### Aim
Return the data below verbatim, reproducing every line without any change.

### Dataset
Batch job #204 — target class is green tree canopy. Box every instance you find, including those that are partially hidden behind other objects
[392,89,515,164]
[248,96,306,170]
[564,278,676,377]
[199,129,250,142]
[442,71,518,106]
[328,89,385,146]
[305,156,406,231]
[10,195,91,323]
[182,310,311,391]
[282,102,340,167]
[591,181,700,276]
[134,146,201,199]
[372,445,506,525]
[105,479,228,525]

### Right answer
Batch job #204 — target class is green tree canopy. Box every instance you find, including those that are partially hidden behind other objects
[392,89,515,164]
[248,96,306,170]
[564,278,676,377]
[199,129,250,142]
[442,71,518,106]
[328,89,385,146]
[305,156,406,231]
[10,195,91,323]
[182,310,311,391]
[282,102,340,167]
[591,181,700,276]
[134,146,201,199]
[372,445,506,525]
[105,479,228,525]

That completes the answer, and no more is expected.